Write out exactly the lines of the entries below from the one holding "object: man's hand" to the one holding "object: black leather shoe", inclusive, and leave out all other lines.

_____

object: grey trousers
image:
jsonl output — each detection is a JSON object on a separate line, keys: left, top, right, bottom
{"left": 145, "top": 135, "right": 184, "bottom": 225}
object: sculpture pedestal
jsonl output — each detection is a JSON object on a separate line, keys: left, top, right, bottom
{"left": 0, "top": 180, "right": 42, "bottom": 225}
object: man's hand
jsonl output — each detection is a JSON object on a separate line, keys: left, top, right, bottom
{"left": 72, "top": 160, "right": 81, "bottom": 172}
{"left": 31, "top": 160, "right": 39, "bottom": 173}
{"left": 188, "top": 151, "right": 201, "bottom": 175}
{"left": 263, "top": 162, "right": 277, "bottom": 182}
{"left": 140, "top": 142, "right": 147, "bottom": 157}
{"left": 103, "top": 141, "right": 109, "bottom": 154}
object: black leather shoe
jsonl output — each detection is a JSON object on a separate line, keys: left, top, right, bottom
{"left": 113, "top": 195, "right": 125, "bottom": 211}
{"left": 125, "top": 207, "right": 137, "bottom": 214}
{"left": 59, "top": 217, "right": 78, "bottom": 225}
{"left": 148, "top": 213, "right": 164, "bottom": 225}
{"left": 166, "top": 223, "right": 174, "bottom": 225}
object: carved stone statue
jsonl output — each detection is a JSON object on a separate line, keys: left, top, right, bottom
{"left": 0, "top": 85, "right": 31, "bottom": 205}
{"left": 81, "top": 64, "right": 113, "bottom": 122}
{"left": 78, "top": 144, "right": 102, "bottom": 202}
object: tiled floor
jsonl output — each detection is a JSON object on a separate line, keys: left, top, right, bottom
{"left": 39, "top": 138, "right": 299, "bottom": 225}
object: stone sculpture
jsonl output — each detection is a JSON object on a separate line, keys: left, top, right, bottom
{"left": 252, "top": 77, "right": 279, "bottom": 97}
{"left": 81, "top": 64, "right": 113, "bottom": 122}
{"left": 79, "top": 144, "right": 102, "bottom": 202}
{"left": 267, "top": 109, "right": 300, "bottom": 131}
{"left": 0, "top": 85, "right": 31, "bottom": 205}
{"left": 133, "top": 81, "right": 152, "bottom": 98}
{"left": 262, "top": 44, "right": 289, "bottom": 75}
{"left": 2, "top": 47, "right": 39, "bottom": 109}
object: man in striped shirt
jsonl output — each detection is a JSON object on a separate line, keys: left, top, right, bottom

_____

▶ _Exercise answer_
object: man's hand
jsonl output — each detection is a JSON object on a separate line, keys: left, top, right, bottom
{"left": 72, "top": 160, "right": 81, "bottom": 172}
{"left": 31, "top": 160, "right": 39, "bottom": 173}
{"left": 188, "top": 151, "right": 201, "bottom": 175}
{"left": 263, "top": 162, "right": 277, "bottom": 182}
{"left": 140, "top": 142, "right": 147, "bottom": 157}
{"left": 103, "top": 141, "right": 109, "bottom": 154}
object: black leather shoe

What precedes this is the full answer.